**TASK DIRECTIONS**:
Copy out, character for character, every one of the lines below from the one containing "Where can the wooden pillar be found here?" down to the one containing "729], [289, 674]]", with both of those lines included.

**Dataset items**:
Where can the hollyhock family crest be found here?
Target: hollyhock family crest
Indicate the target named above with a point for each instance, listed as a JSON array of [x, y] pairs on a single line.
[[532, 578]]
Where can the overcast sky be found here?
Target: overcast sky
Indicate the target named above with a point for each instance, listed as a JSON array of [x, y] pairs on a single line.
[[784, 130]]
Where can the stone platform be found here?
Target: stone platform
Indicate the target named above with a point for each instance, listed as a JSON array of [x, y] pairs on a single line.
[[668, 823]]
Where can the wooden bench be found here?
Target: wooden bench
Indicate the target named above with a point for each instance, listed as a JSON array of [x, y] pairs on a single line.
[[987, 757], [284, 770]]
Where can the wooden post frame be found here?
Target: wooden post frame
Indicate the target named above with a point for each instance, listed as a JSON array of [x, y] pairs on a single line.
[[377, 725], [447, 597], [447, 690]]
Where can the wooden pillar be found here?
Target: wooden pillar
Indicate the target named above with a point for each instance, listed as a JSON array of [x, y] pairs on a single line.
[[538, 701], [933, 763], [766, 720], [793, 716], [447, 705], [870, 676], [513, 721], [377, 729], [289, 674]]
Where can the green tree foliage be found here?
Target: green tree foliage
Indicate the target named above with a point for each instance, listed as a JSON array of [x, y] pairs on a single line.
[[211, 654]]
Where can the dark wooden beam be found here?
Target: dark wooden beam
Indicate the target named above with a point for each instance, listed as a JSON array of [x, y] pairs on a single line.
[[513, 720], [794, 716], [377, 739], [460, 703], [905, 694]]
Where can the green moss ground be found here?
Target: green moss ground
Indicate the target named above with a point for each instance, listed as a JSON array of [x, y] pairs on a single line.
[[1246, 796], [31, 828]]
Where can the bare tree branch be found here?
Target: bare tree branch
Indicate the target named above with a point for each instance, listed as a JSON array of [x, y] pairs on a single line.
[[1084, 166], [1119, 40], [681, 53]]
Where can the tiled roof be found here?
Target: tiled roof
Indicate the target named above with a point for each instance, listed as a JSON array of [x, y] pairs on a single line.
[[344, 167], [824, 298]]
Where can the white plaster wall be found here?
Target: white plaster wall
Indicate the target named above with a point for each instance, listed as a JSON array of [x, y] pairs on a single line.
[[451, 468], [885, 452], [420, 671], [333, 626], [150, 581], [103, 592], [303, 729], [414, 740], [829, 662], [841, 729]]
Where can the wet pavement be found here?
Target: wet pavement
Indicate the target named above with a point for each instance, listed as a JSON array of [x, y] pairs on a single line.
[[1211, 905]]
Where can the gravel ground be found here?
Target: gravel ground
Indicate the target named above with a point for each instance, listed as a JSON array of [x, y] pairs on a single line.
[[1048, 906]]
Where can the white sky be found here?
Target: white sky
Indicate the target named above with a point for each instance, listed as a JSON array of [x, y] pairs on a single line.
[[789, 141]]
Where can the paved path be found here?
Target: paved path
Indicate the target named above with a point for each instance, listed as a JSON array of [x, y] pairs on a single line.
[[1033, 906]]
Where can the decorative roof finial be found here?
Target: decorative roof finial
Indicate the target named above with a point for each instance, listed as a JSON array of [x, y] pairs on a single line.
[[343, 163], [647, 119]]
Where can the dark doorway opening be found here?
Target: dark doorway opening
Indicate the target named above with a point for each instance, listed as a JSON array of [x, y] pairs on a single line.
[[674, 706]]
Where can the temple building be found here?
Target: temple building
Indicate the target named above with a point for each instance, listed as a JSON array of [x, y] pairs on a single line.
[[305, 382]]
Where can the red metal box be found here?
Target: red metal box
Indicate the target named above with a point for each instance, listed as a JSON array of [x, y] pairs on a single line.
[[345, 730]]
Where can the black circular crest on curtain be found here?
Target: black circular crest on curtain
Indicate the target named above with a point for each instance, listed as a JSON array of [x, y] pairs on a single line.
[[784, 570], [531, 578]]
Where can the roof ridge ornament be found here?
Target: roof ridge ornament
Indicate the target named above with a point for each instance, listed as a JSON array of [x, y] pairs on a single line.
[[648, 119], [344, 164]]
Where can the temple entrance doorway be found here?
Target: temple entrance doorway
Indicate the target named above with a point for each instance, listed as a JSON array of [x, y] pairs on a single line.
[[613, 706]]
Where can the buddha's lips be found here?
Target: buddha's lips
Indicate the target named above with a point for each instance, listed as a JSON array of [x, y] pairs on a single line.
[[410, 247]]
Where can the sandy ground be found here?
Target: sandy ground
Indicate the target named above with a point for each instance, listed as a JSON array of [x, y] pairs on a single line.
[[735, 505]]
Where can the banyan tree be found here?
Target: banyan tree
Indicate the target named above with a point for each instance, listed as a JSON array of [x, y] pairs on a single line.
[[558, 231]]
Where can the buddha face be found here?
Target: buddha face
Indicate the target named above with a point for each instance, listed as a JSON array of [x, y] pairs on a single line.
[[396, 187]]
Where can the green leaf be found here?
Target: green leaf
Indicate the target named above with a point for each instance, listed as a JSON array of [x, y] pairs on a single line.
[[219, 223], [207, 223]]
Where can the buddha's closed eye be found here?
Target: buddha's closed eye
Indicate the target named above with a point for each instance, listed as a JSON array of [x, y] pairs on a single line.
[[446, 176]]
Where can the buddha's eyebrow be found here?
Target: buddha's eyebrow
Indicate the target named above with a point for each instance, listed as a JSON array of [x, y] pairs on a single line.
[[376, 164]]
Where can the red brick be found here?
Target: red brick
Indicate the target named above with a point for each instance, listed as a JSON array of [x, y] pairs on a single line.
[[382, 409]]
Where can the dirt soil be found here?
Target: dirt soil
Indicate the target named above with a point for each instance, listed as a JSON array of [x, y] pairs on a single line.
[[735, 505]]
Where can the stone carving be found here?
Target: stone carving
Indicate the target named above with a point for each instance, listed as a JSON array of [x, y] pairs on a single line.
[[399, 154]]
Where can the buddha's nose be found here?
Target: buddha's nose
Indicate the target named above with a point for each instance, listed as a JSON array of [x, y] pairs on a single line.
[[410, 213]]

**ANSWER FOR THE TASK**:
Where can the wooden pillar be found here?
Target: wooden pillar
Indicate the target named above with a point for each instance, listed as a JSON array of [x, y] pairs on a single line.
[[538, 701], [933, 763], [766, 720], [793, 716], [447, 705], [870, 676], [513, 721], [377, 729], [289, 674]]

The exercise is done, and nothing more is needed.